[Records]
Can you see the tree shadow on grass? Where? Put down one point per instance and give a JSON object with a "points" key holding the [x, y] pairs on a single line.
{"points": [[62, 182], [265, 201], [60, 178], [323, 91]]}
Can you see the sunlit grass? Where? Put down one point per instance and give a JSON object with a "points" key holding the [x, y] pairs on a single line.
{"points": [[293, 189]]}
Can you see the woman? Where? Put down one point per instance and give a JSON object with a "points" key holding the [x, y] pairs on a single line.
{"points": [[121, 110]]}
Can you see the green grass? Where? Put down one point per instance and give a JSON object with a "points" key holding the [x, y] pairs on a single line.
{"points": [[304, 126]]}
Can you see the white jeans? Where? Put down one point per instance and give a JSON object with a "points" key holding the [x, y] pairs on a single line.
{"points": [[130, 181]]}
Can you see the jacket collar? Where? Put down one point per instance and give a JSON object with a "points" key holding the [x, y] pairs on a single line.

* * *

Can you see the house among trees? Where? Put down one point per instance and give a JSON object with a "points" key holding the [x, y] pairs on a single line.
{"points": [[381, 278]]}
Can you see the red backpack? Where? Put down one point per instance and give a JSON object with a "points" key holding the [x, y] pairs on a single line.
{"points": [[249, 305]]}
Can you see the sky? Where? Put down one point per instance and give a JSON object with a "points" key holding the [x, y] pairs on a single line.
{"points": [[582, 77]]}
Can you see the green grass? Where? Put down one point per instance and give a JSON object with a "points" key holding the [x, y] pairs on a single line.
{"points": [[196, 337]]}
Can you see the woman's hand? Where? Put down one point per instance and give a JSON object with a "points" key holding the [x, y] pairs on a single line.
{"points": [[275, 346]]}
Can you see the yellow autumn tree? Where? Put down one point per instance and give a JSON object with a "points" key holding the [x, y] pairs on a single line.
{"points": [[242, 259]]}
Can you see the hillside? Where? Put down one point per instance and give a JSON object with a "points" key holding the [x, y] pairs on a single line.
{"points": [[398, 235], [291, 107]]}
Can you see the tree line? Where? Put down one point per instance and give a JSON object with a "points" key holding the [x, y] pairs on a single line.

→ **Do this**
Extract, word for word, everything in the listing from the line containing "Can you see the hillside?" down to the line containing "Can you see the tree line?", including both of those lines.

→ **Solution to this exercise**
Can you see the hillside? Where? Put down one point per instance and give a JSON object with a "points" key holding the [x, y] pairs on a single line.
{"points": [[398, 235], [291, 107]]}
Can you see the tree line? Where? Put down one point per instance and give a JSON object with a "points" key holding the [x, y] pairs on a single line.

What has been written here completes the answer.